DATA TO USE -
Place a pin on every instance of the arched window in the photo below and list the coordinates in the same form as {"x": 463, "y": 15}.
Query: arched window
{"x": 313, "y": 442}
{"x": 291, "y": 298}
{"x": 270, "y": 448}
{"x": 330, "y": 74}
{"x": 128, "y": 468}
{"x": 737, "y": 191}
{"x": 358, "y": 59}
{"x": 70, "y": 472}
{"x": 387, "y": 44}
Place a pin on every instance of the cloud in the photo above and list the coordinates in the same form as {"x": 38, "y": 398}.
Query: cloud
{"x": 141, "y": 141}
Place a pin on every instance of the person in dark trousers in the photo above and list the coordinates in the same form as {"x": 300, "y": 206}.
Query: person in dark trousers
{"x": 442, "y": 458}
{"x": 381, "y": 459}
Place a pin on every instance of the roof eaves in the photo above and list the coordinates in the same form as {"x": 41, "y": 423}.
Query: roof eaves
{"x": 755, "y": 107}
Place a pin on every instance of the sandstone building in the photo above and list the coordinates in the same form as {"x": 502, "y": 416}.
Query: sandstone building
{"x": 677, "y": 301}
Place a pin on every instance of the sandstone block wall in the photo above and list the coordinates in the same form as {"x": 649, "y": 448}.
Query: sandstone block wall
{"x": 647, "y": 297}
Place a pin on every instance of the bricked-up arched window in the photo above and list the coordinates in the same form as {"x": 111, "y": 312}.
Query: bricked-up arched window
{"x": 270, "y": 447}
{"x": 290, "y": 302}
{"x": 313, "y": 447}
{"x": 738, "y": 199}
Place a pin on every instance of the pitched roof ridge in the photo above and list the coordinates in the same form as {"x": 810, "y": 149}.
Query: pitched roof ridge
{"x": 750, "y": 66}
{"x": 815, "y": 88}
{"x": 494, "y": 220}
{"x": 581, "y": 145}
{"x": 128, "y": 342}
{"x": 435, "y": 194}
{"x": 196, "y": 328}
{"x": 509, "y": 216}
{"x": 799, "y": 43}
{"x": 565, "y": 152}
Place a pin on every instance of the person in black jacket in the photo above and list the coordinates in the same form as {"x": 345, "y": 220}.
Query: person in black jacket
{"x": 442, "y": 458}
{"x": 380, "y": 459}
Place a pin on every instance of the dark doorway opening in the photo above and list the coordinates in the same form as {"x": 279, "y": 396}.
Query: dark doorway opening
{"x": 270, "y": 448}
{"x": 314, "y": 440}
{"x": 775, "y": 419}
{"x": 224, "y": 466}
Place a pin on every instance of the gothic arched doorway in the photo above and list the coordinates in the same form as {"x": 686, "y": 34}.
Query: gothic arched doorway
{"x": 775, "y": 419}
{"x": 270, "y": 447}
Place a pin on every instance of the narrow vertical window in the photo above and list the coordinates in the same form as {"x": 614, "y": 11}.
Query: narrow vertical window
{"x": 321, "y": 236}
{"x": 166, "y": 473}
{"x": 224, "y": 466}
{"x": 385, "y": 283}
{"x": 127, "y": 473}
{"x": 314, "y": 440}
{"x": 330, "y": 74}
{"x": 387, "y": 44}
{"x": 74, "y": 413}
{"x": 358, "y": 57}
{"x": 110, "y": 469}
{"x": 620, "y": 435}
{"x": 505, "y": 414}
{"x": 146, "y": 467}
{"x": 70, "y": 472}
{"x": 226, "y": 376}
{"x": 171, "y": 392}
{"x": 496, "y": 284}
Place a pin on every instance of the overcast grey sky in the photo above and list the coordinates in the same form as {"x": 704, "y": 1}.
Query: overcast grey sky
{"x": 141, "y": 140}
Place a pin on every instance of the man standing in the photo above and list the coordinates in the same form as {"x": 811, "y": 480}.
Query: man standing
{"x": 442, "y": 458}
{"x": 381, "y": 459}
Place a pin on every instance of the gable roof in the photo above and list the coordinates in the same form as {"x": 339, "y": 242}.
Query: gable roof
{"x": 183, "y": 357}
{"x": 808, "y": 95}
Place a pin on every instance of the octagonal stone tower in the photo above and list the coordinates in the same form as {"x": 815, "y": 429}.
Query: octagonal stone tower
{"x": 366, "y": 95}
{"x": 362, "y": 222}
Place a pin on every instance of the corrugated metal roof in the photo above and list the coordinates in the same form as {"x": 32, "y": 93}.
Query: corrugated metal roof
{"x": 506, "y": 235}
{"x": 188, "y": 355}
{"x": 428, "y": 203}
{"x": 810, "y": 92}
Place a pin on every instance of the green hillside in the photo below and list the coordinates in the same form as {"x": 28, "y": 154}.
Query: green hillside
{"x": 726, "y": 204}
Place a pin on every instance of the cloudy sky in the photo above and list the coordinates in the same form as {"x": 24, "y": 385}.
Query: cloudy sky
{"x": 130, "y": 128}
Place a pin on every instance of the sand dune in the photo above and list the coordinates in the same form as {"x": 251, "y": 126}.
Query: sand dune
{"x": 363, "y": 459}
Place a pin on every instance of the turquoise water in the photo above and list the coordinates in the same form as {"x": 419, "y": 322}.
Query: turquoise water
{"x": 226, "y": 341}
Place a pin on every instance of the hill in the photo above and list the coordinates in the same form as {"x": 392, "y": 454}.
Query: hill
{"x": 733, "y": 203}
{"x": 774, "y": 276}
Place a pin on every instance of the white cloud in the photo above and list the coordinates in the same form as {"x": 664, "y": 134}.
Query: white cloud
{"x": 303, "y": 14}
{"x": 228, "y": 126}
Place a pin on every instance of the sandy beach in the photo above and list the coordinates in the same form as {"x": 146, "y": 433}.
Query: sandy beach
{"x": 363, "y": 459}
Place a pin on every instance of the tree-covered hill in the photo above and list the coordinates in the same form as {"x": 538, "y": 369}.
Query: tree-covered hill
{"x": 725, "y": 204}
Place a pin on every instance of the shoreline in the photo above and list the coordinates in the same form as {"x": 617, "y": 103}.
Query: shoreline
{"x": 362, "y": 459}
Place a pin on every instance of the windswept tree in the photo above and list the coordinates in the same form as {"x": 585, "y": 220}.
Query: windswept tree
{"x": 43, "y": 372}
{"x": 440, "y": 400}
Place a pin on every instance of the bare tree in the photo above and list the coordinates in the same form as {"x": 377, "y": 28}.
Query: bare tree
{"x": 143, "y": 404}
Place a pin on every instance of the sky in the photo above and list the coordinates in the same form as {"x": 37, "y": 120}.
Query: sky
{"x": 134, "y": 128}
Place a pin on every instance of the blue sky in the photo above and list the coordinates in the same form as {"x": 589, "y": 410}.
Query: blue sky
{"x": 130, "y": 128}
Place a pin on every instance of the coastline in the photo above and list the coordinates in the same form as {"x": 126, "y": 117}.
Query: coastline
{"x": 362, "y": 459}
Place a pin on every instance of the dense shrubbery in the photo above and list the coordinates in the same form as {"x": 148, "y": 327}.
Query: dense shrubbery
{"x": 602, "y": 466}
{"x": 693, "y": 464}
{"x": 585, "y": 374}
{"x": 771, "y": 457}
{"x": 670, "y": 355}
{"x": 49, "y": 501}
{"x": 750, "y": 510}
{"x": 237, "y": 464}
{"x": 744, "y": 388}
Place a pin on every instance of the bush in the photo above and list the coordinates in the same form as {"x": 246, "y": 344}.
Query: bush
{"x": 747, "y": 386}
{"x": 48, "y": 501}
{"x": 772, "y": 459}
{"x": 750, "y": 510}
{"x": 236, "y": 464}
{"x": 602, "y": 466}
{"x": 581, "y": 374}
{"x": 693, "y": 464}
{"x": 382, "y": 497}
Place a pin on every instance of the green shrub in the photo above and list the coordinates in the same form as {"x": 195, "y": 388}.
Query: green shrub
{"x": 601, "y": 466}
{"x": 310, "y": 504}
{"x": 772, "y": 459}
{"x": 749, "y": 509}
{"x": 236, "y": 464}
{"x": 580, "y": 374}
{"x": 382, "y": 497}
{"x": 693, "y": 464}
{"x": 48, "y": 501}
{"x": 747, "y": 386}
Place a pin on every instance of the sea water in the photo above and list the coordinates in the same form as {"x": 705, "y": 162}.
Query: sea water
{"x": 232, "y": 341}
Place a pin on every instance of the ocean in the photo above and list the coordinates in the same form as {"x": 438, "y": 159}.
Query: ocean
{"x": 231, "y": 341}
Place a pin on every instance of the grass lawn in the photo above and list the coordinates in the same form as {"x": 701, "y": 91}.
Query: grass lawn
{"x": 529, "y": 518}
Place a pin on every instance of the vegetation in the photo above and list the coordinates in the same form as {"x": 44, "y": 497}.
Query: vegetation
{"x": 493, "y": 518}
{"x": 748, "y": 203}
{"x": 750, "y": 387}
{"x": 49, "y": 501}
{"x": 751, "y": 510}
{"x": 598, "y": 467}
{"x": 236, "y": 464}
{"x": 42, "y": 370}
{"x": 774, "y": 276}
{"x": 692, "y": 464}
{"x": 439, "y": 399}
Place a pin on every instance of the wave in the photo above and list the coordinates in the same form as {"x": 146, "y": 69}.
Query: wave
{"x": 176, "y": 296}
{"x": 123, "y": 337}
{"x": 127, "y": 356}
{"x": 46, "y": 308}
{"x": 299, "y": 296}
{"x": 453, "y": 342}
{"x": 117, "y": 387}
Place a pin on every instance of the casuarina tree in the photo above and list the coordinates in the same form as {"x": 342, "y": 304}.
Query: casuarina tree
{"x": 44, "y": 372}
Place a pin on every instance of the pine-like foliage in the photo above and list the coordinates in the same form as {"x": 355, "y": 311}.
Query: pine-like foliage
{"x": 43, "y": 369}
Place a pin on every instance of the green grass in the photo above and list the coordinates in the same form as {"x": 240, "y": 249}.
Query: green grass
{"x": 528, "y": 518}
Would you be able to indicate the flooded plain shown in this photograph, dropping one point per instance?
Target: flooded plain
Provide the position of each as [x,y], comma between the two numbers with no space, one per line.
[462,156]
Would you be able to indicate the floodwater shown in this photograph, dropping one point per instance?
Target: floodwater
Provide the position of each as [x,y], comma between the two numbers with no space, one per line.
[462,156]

TASK DESCRIPTION -
Copy all lines above where "Would" is present.

OUTPUT OF THE EXERCISE -
Would you be able to indicate the flooded plain shown in this photograph, dropping one point per instance?
Would you be able to indicate the floodwater shown in this photograph, dropping one point per instance?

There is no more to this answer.